(Source data)
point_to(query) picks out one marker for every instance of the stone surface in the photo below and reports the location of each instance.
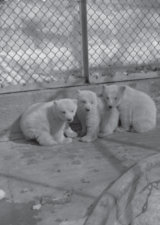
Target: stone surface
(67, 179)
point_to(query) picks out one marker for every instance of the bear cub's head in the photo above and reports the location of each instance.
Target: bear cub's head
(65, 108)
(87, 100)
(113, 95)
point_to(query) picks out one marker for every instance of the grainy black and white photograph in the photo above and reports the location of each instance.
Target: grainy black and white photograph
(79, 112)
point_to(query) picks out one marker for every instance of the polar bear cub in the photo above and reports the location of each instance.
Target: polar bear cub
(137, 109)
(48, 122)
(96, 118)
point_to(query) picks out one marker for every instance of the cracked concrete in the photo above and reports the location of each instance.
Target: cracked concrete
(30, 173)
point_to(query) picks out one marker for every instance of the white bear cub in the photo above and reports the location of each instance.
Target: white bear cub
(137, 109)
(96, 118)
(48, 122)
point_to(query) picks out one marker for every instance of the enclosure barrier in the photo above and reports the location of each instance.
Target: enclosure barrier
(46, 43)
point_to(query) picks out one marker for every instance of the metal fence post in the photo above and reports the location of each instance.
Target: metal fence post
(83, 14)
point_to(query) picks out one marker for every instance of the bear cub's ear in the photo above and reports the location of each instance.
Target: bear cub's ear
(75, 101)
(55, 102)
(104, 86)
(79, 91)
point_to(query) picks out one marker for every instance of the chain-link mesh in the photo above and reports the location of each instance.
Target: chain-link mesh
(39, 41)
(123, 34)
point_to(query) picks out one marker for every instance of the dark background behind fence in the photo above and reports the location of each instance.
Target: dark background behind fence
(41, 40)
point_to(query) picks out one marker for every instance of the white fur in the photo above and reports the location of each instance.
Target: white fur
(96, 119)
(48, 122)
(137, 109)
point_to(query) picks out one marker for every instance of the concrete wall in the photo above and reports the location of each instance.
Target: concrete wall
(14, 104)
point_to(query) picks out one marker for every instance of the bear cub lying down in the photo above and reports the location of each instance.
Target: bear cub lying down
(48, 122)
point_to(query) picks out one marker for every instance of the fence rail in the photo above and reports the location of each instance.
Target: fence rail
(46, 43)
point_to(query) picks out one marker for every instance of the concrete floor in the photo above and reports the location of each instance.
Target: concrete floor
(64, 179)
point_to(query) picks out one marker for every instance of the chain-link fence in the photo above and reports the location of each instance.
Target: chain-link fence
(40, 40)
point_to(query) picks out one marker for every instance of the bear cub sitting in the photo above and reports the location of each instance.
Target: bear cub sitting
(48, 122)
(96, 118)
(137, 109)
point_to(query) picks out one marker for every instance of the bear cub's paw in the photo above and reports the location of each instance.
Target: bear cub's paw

• _What to do_: Starting at the line that has "of the dark" in the records above, restate word for word every line until the one that has "the concrete wall", and include that one as well.

• _Output of the task_:
point_to(query) picks out one marker for every instance of the dark background behind fence in the photo above and reports the location of each instance.
Target: dark background behind fence
(41, 40)
point_to(query) picks out one marker for every instance of the white fur in the photo above and reports the location of each instance.
Target: white fur
(96, 119)
(48, 122)
(137, 109)
point_to(query) picks out one marker for every instance of the concrete wall in the photo above and reports the location of each instance.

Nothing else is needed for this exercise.